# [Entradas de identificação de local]

-=-=-

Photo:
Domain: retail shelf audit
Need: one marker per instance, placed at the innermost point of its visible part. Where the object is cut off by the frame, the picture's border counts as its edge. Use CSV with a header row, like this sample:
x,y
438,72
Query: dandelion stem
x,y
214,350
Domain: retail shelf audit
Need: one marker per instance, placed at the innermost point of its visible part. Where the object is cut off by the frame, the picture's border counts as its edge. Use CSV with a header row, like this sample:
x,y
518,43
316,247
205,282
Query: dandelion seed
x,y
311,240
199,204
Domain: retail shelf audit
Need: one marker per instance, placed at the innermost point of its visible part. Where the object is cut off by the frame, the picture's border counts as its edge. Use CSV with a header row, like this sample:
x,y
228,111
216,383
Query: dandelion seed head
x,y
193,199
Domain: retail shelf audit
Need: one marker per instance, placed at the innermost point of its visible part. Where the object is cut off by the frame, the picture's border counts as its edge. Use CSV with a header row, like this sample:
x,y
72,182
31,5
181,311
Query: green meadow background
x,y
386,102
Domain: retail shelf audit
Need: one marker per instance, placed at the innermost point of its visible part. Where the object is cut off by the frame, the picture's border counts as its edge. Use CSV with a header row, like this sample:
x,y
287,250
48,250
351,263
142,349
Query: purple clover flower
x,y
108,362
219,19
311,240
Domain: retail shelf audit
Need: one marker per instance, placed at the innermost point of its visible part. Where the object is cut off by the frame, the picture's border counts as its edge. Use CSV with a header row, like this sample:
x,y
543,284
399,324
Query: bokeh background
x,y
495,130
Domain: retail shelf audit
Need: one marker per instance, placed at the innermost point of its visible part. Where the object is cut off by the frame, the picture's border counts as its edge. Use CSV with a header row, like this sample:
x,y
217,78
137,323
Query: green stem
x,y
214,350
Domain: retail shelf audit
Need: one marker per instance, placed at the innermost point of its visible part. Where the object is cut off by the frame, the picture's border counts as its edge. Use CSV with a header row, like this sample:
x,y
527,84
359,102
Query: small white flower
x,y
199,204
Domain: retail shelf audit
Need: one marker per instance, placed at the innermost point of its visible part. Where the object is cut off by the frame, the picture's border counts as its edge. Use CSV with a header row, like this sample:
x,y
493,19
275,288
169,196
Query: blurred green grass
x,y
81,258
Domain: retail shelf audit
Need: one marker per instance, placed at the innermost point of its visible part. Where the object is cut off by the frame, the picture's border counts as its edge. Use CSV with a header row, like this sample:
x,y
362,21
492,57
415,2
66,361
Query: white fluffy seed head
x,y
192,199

-=-=-

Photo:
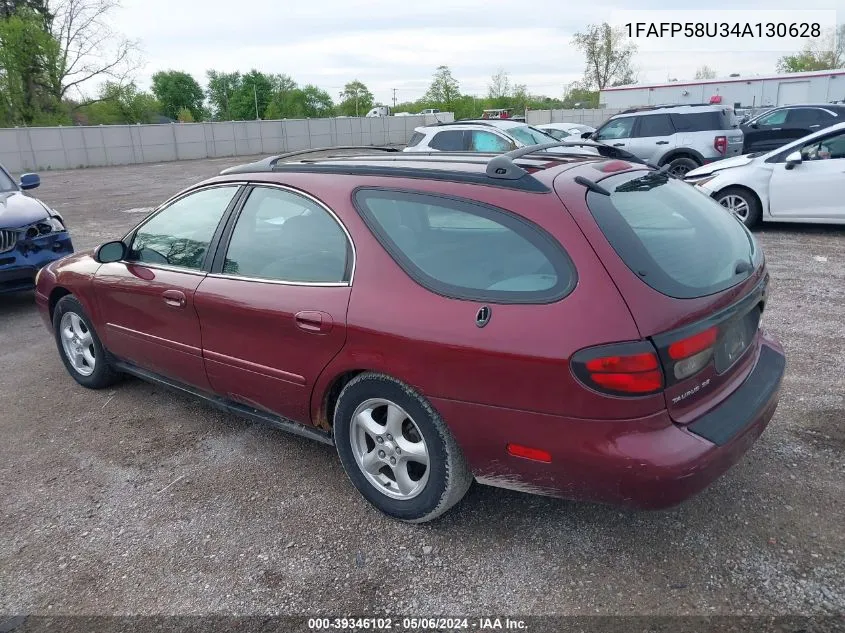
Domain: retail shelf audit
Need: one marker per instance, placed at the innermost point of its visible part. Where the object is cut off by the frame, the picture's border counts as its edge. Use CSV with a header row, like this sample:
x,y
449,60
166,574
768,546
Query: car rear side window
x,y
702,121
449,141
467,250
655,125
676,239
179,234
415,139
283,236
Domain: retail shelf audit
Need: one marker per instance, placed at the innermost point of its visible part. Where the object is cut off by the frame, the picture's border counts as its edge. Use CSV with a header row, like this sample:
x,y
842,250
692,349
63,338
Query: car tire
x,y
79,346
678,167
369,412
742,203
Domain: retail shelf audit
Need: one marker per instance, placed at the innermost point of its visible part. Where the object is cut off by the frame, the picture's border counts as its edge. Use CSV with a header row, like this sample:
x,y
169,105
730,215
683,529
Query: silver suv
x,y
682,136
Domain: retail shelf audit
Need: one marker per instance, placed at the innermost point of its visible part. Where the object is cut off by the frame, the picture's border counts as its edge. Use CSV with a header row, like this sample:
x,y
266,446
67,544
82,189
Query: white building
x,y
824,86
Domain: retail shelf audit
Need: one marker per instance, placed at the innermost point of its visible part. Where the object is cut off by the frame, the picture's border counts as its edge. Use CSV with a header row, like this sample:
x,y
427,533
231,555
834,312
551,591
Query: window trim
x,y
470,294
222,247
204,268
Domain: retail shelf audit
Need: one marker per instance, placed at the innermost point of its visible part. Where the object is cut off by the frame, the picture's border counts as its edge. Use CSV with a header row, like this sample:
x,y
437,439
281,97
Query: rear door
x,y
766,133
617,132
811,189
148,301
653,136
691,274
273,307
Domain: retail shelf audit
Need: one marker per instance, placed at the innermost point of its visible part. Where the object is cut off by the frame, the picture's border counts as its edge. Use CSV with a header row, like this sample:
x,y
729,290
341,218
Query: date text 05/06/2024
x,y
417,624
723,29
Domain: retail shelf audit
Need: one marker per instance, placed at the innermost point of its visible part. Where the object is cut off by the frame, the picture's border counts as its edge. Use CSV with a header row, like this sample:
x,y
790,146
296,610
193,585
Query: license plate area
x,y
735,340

-=-=-

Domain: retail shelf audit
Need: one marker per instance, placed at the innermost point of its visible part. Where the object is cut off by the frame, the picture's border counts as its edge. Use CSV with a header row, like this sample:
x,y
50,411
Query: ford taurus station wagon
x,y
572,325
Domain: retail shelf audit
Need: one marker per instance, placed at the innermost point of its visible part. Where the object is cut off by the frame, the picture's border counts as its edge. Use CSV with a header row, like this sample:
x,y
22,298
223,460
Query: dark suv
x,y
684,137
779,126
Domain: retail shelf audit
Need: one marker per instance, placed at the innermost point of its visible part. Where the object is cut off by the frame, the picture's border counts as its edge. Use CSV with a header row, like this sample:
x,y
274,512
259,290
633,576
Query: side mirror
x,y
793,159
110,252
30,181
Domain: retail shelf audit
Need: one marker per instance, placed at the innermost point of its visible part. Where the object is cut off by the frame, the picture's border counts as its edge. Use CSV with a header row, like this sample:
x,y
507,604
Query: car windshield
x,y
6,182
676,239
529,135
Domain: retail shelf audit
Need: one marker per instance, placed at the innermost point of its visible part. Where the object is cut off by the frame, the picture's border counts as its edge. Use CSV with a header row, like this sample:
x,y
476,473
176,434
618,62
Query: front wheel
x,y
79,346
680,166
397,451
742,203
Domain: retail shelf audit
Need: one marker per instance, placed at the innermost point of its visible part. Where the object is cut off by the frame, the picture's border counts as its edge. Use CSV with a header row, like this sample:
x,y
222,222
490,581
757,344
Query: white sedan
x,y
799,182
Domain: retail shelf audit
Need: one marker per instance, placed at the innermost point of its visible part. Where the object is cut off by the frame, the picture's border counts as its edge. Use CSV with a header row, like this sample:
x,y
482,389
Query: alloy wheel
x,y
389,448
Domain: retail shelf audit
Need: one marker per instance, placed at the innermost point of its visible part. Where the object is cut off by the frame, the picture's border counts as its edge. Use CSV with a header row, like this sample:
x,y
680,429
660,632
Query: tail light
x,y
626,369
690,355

-=-=-

# [OBJETIVO DO EXERCÍCIO]
Informe todas as linhas do material que contêm a palavra "flower". Maiúsculas e minúsculas fazem diferença.

# [RESULTADO DA TAREFA]
Query: purple clover flower
Query: small white flower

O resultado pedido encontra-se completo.